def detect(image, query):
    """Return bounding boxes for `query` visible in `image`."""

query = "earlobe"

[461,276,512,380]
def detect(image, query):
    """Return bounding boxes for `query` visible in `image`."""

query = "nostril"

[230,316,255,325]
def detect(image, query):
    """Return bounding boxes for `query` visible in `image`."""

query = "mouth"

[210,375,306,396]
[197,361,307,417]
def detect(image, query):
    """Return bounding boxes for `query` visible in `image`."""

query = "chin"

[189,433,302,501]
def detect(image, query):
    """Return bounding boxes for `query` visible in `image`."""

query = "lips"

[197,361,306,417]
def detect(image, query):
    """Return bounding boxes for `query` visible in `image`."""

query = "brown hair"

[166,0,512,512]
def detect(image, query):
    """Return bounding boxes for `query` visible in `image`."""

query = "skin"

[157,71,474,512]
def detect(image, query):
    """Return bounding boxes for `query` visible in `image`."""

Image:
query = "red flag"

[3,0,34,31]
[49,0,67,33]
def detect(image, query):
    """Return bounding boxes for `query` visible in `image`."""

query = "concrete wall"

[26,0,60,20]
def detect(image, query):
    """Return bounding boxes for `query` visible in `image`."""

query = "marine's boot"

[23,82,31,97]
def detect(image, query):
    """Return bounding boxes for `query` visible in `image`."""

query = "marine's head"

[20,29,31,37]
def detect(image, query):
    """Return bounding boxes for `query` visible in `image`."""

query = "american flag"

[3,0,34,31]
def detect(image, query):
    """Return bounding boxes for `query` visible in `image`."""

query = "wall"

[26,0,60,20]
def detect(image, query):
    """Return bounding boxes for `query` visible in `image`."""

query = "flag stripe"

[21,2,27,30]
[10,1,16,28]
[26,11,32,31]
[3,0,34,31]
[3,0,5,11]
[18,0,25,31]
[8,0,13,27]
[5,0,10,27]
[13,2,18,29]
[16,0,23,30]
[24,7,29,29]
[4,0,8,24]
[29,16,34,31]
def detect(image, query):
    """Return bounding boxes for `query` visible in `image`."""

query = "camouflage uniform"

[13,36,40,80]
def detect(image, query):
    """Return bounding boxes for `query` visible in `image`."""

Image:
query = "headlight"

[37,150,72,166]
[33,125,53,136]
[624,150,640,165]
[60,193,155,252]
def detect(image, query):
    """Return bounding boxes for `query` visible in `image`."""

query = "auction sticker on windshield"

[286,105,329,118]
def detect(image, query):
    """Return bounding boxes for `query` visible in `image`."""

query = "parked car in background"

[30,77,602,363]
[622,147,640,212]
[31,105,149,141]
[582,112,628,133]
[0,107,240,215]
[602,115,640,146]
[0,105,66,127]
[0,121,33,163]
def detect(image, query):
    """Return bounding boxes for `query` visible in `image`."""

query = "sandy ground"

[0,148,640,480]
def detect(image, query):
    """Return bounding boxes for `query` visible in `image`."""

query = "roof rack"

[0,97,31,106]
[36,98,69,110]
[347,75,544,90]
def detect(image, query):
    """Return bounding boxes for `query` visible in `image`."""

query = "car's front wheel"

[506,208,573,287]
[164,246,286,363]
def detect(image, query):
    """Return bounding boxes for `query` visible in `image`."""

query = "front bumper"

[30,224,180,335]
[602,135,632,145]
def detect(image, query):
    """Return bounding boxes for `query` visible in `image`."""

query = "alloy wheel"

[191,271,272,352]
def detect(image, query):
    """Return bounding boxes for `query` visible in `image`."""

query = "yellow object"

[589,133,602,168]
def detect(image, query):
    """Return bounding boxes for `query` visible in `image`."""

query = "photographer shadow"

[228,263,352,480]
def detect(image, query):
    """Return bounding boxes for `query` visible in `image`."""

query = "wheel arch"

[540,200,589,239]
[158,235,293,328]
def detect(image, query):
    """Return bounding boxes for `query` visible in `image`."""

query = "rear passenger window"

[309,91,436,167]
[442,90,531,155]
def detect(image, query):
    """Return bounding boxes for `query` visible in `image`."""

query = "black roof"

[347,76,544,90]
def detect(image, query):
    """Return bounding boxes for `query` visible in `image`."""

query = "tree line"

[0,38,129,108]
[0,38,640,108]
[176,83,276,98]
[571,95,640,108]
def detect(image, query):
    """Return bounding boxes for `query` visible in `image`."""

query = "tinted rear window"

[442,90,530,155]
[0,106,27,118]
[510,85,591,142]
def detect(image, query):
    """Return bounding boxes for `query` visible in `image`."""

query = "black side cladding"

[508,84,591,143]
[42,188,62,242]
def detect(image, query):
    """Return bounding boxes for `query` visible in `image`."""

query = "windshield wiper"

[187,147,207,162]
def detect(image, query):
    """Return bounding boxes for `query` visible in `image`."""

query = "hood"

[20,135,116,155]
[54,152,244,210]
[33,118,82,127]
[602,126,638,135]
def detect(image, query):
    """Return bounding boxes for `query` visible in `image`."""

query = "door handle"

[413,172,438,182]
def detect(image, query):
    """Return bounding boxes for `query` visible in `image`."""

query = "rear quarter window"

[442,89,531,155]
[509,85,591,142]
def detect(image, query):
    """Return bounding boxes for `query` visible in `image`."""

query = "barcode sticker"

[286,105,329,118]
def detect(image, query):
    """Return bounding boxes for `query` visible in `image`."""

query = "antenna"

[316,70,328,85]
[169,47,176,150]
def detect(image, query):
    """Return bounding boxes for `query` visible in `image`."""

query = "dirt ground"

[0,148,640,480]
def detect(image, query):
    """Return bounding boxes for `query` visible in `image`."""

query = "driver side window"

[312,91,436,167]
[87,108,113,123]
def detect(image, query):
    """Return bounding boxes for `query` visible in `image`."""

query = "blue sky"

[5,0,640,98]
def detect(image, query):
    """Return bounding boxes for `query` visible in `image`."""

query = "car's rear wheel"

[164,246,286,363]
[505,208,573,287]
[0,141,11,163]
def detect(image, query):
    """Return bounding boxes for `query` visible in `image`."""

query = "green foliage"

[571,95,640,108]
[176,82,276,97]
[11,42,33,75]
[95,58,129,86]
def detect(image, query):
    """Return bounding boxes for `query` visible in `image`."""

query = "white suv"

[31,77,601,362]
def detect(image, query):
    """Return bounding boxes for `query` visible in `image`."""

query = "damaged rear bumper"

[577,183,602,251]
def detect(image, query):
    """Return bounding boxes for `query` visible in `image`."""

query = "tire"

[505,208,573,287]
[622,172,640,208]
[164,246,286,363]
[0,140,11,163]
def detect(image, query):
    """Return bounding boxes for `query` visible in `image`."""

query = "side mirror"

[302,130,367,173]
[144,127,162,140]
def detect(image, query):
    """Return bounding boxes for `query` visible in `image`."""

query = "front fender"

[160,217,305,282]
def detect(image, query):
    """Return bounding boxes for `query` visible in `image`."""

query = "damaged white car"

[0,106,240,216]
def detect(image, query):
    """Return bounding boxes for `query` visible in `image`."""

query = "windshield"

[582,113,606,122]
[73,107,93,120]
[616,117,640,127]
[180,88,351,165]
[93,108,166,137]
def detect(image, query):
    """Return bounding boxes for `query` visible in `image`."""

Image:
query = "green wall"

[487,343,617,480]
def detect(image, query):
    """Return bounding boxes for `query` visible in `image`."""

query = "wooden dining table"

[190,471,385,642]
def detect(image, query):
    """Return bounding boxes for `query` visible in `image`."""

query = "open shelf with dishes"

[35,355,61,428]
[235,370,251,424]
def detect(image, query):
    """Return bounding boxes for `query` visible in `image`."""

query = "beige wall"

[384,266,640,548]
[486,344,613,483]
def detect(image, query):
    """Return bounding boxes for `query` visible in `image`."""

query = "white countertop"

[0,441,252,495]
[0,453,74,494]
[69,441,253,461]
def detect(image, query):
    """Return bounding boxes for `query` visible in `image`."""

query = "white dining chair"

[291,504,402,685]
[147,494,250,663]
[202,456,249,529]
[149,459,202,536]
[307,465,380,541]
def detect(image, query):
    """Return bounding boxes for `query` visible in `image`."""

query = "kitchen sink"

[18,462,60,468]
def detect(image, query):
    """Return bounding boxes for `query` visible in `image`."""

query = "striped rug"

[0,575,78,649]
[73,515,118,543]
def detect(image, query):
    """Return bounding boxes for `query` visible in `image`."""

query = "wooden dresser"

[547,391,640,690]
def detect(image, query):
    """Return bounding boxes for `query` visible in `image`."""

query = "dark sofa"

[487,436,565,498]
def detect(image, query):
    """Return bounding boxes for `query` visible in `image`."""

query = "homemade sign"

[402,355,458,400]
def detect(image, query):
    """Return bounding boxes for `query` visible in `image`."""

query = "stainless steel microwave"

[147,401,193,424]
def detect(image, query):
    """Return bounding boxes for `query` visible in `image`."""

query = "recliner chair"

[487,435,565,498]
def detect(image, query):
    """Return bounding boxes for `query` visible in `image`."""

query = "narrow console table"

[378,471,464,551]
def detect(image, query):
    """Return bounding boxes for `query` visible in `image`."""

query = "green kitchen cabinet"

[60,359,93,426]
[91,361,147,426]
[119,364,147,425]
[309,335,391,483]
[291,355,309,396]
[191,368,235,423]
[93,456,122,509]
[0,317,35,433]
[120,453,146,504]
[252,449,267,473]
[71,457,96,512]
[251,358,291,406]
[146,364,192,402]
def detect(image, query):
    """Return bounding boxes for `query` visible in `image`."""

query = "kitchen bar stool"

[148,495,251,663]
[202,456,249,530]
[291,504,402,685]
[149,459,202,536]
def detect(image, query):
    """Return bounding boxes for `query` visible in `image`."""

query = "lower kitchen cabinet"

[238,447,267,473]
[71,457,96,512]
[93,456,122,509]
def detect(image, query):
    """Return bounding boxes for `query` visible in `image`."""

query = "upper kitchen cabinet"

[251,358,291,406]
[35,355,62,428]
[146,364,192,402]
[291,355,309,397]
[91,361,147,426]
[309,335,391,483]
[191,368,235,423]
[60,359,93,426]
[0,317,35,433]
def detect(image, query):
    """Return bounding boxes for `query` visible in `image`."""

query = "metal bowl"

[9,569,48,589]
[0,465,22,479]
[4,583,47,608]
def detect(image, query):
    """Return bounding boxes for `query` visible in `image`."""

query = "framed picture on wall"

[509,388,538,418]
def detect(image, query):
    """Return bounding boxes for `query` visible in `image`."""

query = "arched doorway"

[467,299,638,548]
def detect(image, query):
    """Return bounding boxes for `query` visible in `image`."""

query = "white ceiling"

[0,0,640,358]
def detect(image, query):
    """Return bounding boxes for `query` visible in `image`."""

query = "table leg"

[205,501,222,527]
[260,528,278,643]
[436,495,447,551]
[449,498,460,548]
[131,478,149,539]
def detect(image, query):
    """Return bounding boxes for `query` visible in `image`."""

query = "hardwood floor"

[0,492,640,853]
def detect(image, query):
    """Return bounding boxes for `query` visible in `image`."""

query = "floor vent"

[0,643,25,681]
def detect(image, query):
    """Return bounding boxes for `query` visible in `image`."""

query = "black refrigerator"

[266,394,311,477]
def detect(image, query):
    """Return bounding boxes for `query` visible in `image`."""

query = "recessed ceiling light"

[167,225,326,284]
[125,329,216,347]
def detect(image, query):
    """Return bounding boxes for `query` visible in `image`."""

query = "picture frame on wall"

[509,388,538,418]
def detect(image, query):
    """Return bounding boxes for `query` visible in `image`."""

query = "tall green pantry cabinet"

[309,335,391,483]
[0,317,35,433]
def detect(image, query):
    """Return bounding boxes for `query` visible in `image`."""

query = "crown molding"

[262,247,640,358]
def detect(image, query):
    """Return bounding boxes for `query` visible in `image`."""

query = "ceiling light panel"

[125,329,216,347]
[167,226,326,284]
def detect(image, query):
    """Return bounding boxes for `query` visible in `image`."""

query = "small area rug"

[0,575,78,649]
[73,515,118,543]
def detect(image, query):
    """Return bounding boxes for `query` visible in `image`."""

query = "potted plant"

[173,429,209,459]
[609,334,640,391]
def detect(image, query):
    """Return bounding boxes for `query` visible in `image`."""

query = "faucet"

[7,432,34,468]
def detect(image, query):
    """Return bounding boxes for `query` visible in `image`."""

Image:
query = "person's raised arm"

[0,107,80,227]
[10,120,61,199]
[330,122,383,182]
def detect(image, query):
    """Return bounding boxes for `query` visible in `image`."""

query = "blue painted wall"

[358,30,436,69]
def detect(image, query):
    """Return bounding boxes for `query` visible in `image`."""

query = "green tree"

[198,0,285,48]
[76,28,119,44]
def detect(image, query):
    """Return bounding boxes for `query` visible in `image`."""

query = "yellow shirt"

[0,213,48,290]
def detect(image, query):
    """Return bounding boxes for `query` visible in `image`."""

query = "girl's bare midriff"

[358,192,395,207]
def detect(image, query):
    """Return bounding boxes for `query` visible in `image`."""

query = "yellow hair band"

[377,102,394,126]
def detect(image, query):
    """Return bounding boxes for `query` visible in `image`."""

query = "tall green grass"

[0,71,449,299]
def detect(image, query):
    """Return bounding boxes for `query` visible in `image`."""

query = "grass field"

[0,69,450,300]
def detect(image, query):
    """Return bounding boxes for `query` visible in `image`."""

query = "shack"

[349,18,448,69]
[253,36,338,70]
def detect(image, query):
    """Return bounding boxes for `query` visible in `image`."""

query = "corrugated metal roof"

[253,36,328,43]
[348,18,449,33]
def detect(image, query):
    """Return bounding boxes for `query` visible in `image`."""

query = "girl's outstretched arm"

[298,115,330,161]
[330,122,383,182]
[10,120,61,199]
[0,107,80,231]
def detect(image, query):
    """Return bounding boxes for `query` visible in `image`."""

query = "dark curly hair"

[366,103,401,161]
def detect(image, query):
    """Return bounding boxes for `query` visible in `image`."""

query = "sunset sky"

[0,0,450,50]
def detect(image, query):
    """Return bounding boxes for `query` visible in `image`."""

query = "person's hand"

--- TASK PROMPT ---
Print the stretch of the data above from its first line through the line containing "[157,71,474,512]", copying every line unchanged.

--- COMPLETED TASK ---
def detect(image, query):
    """Return bounding boxes for `query` visible in `image`."""

query = "earlobe"

[461,276,512,380]
def detect(image, query):
    """Return bounding boxes for `query` visible in `image`."""

query = "nostril"

[230,316,255,325]
def detect(image, query):
    """Return bounding boxes for `query` visible in `image`."""

query = "mouth"

[210,375,306,396]
[197,361,307,417]
def detect(image, query):
    """Return bounding boxes for `query` visible in `image`."""

query = "chin"

[189,433,302,501]
def detect(image, query):
    """Return bounding boxes for `query` visible in `image`."""

query = "lips"

[197,361,306,417]
def detect(image, query):
    """Return bounding boxes for `query` visible in `image`."""

query = "brown hair"

[166,0,512,512]
def detect(image, query):
    """Return bounding boxes for `query` visible in `image`."""

query = "skin"

[157,71,474,512]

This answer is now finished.